已保存的条目

»»

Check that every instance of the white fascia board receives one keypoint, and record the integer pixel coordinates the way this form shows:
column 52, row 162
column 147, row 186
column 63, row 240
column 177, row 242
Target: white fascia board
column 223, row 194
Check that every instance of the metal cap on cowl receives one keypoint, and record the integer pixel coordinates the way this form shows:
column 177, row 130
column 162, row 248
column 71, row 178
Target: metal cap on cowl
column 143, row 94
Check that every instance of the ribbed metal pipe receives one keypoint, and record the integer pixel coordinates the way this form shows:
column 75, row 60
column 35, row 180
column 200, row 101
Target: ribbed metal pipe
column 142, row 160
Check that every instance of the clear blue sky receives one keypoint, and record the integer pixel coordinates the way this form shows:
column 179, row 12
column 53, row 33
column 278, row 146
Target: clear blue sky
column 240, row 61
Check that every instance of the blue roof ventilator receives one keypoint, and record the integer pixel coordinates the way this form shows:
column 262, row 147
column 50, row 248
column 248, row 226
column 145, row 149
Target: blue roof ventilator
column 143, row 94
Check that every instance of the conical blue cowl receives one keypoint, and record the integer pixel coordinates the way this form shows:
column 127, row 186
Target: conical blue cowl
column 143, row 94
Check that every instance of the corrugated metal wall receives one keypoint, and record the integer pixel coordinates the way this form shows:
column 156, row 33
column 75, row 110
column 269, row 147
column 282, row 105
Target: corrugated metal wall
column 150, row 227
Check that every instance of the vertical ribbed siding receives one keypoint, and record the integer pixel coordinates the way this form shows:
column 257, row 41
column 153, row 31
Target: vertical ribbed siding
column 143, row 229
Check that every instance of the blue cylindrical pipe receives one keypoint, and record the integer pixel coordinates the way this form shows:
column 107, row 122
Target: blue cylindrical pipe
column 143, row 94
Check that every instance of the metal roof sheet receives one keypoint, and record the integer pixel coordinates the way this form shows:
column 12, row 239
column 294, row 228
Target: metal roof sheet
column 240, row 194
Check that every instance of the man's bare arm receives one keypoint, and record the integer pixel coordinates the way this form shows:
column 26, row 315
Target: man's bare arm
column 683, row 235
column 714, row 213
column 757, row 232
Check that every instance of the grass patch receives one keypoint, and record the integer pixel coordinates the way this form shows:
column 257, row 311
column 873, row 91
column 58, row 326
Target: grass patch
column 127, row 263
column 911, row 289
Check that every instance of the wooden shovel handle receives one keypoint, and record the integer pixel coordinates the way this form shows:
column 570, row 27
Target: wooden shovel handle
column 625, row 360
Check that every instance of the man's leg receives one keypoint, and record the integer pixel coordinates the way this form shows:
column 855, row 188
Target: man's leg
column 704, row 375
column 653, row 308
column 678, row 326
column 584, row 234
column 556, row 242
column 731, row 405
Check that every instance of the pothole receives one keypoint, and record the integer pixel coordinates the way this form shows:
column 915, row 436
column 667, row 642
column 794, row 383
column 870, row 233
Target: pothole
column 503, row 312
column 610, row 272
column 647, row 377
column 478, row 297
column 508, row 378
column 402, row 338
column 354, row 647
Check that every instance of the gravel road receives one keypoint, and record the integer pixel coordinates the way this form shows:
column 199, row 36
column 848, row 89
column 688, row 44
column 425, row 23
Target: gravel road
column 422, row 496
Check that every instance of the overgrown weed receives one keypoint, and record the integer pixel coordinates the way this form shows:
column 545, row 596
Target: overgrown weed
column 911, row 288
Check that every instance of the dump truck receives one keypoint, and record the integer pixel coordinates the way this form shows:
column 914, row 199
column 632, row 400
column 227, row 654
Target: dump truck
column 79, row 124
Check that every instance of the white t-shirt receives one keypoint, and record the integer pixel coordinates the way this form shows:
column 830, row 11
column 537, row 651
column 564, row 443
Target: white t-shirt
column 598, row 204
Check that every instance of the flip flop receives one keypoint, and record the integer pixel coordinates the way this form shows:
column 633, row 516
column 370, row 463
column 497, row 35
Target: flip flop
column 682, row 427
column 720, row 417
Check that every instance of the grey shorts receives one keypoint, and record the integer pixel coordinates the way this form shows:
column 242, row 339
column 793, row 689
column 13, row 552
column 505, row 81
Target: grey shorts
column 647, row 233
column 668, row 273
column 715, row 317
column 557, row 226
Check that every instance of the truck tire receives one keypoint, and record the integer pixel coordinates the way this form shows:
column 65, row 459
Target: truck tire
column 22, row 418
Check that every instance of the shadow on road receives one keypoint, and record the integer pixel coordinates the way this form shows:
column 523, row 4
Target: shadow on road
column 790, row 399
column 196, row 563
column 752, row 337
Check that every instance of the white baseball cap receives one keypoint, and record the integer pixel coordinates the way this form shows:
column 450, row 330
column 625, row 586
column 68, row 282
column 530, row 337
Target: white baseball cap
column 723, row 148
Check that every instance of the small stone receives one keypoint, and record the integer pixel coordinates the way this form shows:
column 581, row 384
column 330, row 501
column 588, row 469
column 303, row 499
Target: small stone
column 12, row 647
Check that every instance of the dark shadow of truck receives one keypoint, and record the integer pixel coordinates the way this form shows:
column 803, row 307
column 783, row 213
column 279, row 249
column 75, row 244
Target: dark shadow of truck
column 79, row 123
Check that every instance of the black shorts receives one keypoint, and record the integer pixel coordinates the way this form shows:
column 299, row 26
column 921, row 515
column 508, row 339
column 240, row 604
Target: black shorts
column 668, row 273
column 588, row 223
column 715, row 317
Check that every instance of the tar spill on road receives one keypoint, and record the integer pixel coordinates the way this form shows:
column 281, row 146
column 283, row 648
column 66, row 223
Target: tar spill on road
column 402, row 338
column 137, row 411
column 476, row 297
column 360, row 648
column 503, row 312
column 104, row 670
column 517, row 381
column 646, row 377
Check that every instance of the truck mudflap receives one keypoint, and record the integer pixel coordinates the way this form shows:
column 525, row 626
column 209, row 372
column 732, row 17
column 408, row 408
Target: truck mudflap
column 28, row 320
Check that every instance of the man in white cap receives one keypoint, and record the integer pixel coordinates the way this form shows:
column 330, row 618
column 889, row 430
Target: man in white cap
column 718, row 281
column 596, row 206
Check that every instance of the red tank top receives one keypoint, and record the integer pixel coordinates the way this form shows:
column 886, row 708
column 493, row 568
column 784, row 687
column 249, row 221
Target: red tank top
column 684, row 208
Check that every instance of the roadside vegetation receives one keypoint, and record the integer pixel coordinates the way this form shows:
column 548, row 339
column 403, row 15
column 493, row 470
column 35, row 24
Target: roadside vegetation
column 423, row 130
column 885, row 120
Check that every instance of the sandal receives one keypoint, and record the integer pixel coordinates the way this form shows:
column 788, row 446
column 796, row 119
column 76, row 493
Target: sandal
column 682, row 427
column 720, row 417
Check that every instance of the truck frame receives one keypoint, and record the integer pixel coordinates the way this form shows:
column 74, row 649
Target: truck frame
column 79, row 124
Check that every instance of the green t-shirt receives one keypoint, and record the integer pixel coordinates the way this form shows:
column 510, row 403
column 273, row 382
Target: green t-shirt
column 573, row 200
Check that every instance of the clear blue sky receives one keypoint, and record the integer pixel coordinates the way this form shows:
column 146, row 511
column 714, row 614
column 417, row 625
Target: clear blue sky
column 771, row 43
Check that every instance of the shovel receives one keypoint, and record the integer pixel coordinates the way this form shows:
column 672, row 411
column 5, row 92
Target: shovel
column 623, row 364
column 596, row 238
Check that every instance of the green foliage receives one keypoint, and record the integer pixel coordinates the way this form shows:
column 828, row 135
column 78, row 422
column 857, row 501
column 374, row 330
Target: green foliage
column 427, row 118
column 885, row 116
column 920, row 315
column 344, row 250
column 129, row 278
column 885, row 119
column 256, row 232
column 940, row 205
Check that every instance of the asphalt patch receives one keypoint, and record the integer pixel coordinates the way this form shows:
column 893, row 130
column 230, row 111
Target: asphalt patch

««

把上面的行从第一行起逐字誊写下来，直到含有“column 143, row 229”的那一行为止，首尾两行都要包括在内。

Check that every instance of the white fascia board receives one keypoint, and record the integer pixel coordinates the way this form shows:
column 52, row 162
column 147, row 186
column 63, row 240
column 177, row 242
Target: white fascia board
column 223, row 194
Check that every instance of the metal cap on cowl receives one keypoint, and record the integer pixel coordinates the way this form shows:
column 177, row 130
column 162, row 248
column 71, row 178
Target: metal cap on cowl
column 143, row 94
Check that every instance of the ribbed metal pipe receives one keypoint, and record the integer pixel coordinates the way this form shows:
column 75, row 60
column 35, row 180
column 200, row 101
Target: ribbed metal pipe
column 142, row 160
Check that every instance of the clear blue sky receives one keypoint, and record the integer pixel coordinates the way this form shows:
column 179, row 12
column 53, row 33
column 278, row 146
Target: clear blue sky
column 240, row 61
Check that every instance of the blue roof ventilator receives one keypoint, and record the integer pixel coordinates the way this form shows:
column 262, row 147
column 50, row 248
column 248, row 226
column 145, row 149
Target: blue roof ventilator
column 143, row 94
Check that every instance of the conical blue cowl receives one keypoint, and record the integer pixel coordinates the way this form shows:
column 127, row 186
Target: conical blue cowl
column 143, row 94
Check that every instance of the corrugated metal wall receives one keypoint, and record the integer pixel coordinates the way this form shows:
column 156, row 33
column 75, row 110
column 269, row 147
column 282, row 105
Target: corrugated metal wall
column 150, row 227
Check that every instance of the vertical ribbed siding receives one keypoint, and record the integer pixel coordinates the way this form shows:
column 257, row 41
column 153, row 31
Target: vertical ribbed siding
column 143, row 229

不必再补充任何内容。